Recast the listing below as a Markdown table with two columns, "Row" and "Line". Give each nonblank line its own row, numbered in order.
———
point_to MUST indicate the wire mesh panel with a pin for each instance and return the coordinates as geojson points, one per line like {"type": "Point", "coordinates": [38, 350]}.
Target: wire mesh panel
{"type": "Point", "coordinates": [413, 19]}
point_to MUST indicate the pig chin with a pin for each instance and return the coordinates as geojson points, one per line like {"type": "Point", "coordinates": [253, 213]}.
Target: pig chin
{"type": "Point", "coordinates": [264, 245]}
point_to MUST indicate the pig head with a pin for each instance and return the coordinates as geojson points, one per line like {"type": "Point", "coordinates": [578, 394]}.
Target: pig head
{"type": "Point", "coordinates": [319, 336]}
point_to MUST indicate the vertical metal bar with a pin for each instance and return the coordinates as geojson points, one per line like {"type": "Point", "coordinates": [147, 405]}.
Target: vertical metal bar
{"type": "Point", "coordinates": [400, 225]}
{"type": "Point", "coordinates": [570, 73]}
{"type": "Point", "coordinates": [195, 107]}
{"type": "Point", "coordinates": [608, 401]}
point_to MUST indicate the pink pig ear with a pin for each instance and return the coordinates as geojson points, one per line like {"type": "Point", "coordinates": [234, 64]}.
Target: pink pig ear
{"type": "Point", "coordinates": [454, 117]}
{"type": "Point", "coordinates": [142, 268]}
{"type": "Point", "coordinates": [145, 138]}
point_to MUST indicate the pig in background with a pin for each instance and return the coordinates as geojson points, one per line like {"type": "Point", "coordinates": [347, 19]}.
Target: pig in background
———
• [Correct answer]
| Row | Line |
|---|---|
| 1 | point_to MUST indicate the wire mesh panel with a pin for each instance and return the coordinates as geojson points, one per line like {"type": "Point", "coordinates": [38, 350]}. |
| 2 | Target: wire mesh panel |
| 3 | {"type": "Point", "coordinates": [413, 19]} |
| 4 | point_to MUST indicate the pig chin with a pin for each instance and return the coordinates as geojson points, one per line like {"type": "Point", "coordinates": [253, 213]}. |
| 5 | Target: pig chin |
| 6 | {"type": "Point", "coordinates": [264, 245]} |
| 7 | point_to MUST indicate the pig head with a pin for each instance and return the coordinates as geojson points, one per line like {"type": "Point", "coordinates": [578, 394]}. |
| 8 | Target: pig head |
| 9 | {"type": "Point", "coordinates": [319, 336]} |
| 10 | point_to MUST indicate the vertical metal bar with a pin for each instance and return the coordinates as geojson points, one per line like {"type": "Point", "coordinates": [147, 405]}. |
| 11 | Target: vertical metal bar |
| 12 | {"type": "Point", "coordinates": [400, 225]} |
| 13 | {"type": "Point", "coordinates": [570, 73]} |
| 14 | {"type": "Point", "coordinates": [195, 107]} |
| 15 | {"type": "Point", "coordinates": [608, 401]} |
| 16 | point_to MUST indicate the pink pig ear with a pin for each instance and return the coordinates as geojson points, one per line like {"type": "Point", "coordinates": [234, 64]}. |
| 17 | Target: pink pig ear |
| 18 | {"type": "Point", "coordinates": [454, 117]} |
| 19 | {"type": "Point", "coordinates": [142, 268]} |
| 20 | {"type": "Point", "coordinates": [145, 138]} |
| 21 | point_to MUST indicate the pig in background with a pin for each instance and return the coordinates as geojson points, one per line like {"type": "Point", "coordinates": [347, 19]}. |
| 22 | Target: pig in background |